__Requests__
1. Please retype everything from "Know where you're" down to "in bear country." in the text on hiking safety and wildlife.
2. Answer these from the text on hiking safety and wildlife:
(a) In which season do bears emerge after hibernation?
(b) What should you wear and carry in a rattlesnake region?
(c) What on trees suggests that you're in bear country?
3. Carry on the text about hiking safety and wildlife, starting right after its final sentence.

__Excerpted text__
>>>>
Know where you're hiking

One of the best ways to stay safe while hiking is to be aware of what animals live in the terrain. Do some research ahead of time. Be aware of the time of year, and how that impacts the animal's habits. For example, bears emerge in the spring after hibernation and forage the most during the fall, so they'll be most active — and hungry — at those times. If you're in a rattlesnake region, ensure that you're wearing tall hiking boots and carrying a snake kit. Keep an eye out while hiking. Look for animal tracks and scat, and have a rough idea of how to identify these if you see them on the trail. Note any digging or claw marks on trees. This is a pretty good indication that you're in bear country.
<<<<
__Extracted material__
>>>>
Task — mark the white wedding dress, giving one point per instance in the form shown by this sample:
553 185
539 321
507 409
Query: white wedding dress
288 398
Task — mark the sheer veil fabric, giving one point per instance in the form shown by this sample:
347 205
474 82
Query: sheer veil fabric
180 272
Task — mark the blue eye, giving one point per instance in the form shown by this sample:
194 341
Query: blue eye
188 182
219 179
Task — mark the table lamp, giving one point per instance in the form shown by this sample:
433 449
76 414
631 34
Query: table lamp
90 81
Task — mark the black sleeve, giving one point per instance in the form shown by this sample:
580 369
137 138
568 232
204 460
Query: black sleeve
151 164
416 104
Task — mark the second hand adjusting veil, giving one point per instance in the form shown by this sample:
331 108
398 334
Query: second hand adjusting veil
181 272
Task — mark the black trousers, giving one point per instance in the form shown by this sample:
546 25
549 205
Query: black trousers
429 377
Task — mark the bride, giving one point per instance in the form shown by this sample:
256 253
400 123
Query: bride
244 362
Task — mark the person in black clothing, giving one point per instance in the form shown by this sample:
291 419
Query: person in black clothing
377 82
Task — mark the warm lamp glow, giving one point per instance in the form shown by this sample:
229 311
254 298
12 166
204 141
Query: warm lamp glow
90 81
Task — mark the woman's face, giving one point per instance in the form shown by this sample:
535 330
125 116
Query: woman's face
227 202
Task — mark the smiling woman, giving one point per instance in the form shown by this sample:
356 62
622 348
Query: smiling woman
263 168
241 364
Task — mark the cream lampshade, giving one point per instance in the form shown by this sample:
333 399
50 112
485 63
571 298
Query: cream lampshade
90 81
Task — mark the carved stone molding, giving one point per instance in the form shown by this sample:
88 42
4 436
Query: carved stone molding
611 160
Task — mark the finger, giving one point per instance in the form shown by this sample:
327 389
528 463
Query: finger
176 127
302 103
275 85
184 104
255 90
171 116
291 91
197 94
<<<<
>>>>
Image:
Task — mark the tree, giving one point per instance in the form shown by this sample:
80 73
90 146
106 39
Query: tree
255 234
<<<<
__Answers per task__
1.
Know where you're hiking

One of the best ways to stay safe while hiking is to be aware of what animals live in the terrain. Do some research ahead of time. Be aware of the time of year, and how that impacts the animal's habits. For example, bears emerge in the spring after hibernation and forage the most during the fall, so they'll be most active — and hungry — at those times. If you're in a rattlesnake region, ensure that you're wearing tall hiking boots and carrying a snake kit. Keep an eye out while hiking. Look for animal tracks and scat, and have a rough idea of how to identify these if you see them on the trail. Note any digging or claw marks on trees. This is a pretty good indication that you're in bear country.

2.
(a) Spring
(b) Tall hiking boots and a snake kit
(c) Digging or claw marks

3.
It's also wise to hike on the marked trails. Don't veer off into uncharted territory. Michael Wald, who runs Arctic Wild, a guide service, explained to Outside that hikers don't need to be afraid of animals. Wald believes that humans and animals can coexist in a peaceful way, so long as humans are cognizant of what's going on around them. "If you understand and respect bears, you can avoid most problems with them," Wald explained. "Don't invade their space and surprise them, and don't give them a reason to be curious about you or your camp. Peaceful coexistence is achievable." The best course of action is cautious respect for the great outdoors, and a mindful, aware approach when hiking.